▸ **Deine Aufgabe**
Schreib den Kommentar über die Corona-Toten auf der Titelseite der New York Times weiter, direkt im Anschluss an seinen letzten Satz.

▸ **Der vorliegende Text**
····················

Die New York Times hat die Namen von Tausend Opfern der Corona-Pandemie auf die Titelseite gesetzt. Es gab viel Lob für diese Idee und die Reaktionen darauf zeigen, dass viele Leser diese Opfer mit Trump in Verbindung setzen und sie als „seine Toten“ sehen.

Nun würde zwar eine Liste der Dinge sehr kurz ausfallen, die an Trump nicht kritikwürdig ist, aber dennoch ist es falsch, ihm diese Toten so selbstverständlich anzulasten und in seiner Saloppheit irritierend. Diese Pandemie ist kein Flugzeugabsturz, wo es eindeutige Verantwortliche geben könnte, die diese Katastrophe erst möglich machten.  

Eine weitere Verrohung der politische Auseinandersetzungen

Covid-19 ist eine Herausforderung, bei deren Bekämpfung man bislang nur möglichst gut im Nebel stochern kann. Mehr ist noch nicht möglich, weil zu wenig über das Virus bekannt ist und sich der Wissensstand täglich ändert. Wer jetzt schon eindeutige Schuldige benennt, verfolgt damit zumeist eine Agenda. Nicht zufällig sind hierbei die Frontverläufe mit denen der politischen Lager praktisch identisch.

Wer nun anfängt, der Gegenseite mit einer solchen Unbekümmertheit Tote „anzuhängen“, leistet seinen Anteil an der weiteren Verrohung der politischen Auseinandersetzung. Wenn Trump nämlich für die Corona-Toten in den USA verantwortlich ist, was ist dann beispielsweise mit den Menschen in Deutschland, die früher an Krebs sterben werden, weil während des Lockdowns nötige Operationen verschoben wurden?

Die Krankenhäuser sprechen von mehr als 20.000 solcher nicht stattgefundener Eingriffe. Sind diese Toten dann Merkels Tote? Und die Suizide in Folge der Krise? Gehen die auch auf Kosten der Kanzlerin? Ganz zu schweigen von den Corona-Toten selbst, die es in Deutschland ja auch gibt. Mit diesen könnte ebenfalls eine Titelseite gefüllt werden.

····················

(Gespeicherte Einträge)

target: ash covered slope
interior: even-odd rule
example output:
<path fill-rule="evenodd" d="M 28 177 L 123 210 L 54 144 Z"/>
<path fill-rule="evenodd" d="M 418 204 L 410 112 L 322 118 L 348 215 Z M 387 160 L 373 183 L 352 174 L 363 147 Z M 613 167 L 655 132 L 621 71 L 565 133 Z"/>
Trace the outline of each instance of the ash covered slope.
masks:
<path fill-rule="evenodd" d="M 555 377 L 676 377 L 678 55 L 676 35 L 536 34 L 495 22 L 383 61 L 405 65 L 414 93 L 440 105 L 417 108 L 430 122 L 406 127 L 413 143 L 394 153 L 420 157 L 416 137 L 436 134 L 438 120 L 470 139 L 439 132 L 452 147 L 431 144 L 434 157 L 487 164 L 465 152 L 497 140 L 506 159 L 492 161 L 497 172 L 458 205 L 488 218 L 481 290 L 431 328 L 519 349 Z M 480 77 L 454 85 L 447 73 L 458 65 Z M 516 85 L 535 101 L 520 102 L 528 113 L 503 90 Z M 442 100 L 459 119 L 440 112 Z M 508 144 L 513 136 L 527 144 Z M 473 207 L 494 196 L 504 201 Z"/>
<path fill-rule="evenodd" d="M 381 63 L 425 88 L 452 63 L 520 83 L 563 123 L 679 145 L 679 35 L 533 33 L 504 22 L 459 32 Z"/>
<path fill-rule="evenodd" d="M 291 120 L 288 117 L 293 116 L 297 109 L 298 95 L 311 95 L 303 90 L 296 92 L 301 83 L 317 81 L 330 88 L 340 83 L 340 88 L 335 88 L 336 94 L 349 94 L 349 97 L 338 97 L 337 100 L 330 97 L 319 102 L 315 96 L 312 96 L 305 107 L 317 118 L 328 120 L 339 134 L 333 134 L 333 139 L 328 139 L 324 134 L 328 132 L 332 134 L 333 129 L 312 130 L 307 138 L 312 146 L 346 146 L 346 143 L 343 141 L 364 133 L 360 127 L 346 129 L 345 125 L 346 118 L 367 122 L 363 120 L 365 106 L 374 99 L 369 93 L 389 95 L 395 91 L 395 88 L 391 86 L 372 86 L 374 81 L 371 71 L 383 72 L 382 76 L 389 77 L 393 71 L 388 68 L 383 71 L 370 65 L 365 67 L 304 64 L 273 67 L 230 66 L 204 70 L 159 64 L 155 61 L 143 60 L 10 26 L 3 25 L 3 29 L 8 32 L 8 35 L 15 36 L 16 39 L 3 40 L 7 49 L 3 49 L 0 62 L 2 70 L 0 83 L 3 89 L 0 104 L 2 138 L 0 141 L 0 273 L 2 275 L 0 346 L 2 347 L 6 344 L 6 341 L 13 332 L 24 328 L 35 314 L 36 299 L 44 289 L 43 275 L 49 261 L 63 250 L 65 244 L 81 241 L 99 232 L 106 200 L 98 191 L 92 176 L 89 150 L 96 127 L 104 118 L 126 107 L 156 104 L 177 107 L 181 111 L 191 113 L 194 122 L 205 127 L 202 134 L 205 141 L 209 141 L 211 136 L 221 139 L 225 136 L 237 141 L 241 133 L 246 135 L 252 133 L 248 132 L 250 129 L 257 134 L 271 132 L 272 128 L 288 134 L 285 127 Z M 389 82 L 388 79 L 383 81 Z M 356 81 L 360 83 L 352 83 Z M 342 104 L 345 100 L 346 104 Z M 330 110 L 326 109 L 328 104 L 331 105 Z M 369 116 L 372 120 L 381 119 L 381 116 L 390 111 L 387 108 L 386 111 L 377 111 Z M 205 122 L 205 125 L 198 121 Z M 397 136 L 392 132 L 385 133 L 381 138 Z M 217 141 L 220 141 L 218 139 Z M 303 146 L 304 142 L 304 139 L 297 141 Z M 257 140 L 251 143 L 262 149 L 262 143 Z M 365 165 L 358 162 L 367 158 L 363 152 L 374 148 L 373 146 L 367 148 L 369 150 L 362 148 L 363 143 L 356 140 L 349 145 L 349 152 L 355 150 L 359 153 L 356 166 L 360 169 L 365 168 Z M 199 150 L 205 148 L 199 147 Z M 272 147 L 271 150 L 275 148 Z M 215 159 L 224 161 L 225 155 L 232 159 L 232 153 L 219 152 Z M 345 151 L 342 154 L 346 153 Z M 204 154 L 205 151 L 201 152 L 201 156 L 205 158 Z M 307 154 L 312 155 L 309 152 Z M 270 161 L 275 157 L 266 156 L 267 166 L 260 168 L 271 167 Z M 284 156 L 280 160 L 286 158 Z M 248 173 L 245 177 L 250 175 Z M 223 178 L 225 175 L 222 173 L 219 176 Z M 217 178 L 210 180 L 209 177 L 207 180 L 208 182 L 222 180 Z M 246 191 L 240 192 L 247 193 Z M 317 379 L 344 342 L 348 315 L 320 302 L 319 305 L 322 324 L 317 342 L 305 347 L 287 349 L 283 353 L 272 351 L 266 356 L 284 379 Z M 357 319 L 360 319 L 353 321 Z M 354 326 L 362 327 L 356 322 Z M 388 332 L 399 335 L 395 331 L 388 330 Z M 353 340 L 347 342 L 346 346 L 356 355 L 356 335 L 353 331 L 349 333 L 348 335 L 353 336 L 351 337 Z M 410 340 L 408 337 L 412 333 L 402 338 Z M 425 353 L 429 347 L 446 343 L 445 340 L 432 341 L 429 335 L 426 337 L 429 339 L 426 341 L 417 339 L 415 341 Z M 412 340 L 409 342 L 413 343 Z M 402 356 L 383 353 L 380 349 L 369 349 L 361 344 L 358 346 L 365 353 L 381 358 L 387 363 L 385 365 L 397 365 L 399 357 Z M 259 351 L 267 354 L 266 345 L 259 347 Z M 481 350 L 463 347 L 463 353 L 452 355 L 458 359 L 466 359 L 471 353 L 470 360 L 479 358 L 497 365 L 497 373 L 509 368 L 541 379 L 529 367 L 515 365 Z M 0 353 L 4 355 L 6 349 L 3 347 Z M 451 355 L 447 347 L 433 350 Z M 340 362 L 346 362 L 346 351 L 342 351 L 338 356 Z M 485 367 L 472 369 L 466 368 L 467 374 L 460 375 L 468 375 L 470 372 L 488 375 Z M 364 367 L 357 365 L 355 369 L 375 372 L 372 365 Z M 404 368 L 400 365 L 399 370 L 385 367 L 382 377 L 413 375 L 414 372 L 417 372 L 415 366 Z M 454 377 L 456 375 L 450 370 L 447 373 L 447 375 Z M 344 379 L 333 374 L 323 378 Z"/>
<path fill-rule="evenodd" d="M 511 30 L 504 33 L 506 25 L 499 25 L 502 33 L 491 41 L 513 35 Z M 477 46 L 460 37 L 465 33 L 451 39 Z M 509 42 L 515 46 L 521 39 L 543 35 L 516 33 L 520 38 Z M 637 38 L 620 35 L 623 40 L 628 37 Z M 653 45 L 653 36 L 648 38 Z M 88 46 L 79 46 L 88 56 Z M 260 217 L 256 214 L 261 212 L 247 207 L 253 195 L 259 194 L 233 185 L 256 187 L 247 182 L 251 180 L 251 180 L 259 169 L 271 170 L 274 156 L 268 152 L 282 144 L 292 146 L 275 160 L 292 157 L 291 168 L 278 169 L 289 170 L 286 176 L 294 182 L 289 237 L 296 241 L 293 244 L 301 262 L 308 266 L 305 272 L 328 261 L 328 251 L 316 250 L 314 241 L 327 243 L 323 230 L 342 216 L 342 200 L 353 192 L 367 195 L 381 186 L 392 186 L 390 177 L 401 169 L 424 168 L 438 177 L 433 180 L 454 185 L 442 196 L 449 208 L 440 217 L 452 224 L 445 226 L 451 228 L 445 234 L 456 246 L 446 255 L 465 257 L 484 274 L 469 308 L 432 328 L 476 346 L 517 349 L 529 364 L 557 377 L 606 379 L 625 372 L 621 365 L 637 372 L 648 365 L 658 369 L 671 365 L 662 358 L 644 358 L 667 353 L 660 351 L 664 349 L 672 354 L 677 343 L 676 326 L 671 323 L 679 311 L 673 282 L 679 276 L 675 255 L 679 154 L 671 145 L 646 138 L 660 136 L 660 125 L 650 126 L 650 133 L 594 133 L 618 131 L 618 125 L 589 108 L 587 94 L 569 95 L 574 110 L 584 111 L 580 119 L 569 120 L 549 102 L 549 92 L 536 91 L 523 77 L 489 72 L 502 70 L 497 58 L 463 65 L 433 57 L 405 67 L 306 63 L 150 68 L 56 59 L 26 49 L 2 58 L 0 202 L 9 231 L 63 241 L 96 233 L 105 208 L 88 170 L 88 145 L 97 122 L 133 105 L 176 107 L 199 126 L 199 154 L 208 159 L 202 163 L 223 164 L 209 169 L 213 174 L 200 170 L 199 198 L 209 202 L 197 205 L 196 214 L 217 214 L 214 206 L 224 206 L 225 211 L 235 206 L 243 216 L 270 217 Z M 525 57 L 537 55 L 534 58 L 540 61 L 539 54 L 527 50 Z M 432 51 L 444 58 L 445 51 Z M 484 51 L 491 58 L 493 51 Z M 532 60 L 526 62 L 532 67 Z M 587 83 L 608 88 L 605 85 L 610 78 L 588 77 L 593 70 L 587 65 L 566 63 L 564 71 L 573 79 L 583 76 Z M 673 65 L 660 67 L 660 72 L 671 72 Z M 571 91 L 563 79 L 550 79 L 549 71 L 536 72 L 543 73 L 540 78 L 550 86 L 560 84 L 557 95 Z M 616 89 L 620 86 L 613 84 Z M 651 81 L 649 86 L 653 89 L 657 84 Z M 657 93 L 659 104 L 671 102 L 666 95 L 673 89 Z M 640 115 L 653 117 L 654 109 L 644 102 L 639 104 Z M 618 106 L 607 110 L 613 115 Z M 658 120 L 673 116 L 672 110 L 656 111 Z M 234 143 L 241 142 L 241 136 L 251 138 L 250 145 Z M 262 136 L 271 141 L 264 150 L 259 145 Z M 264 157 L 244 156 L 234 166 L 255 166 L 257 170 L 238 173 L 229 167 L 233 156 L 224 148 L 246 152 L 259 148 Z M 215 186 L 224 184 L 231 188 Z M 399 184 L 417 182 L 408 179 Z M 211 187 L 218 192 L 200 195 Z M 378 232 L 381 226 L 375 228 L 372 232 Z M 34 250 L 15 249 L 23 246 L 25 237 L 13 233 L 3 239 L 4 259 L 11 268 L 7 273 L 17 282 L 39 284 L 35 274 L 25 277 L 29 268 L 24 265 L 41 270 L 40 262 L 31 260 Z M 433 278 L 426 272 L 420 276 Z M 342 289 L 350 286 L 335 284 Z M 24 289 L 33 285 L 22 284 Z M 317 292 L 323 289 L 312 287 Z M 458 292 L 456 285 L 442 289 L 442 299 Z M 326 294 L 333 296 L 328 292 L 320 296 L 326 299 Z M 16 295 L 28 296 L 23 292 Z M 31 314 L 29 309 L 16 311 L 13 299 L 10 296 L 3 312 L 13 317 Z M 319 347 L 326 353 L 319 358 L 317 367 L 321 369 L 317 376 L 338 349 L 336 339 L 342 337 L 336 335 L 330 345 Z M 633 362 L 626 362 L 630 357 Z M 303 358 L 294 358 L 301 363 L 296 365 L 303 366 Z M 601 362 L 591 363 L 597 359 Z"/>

····················

▸ **Antwort zur Aufgabe**
Joe Biden muss der Versuchung widerstehen, wie Donald Trump auszuteilen

In den USA werden die Pandemie-Opfer ein großes Wahlkampfthema. Entscheidend wird sein, ob Joe Biden dabei Donald Trump diese Toten persönlich anlasten wird, so wie es schon jetzt viele Anhänger der Demokraten machen. Das wäre eine rote Linie, die eine politische Auseinandersetzung praktisch unmöglich machen würde. Zwar ist eine solche mit Trump ohnehin kaum zu erreichen, aber letztlich kämpft Biden nicht nur um das Weiße Haus sondern auch um die Rückkehr einer bestimmten politischen Kultur, zu der moralische Minimalstandards gehören sowie die Anerkennung von Fakten und gewisse Formen des Anstands und Respekts.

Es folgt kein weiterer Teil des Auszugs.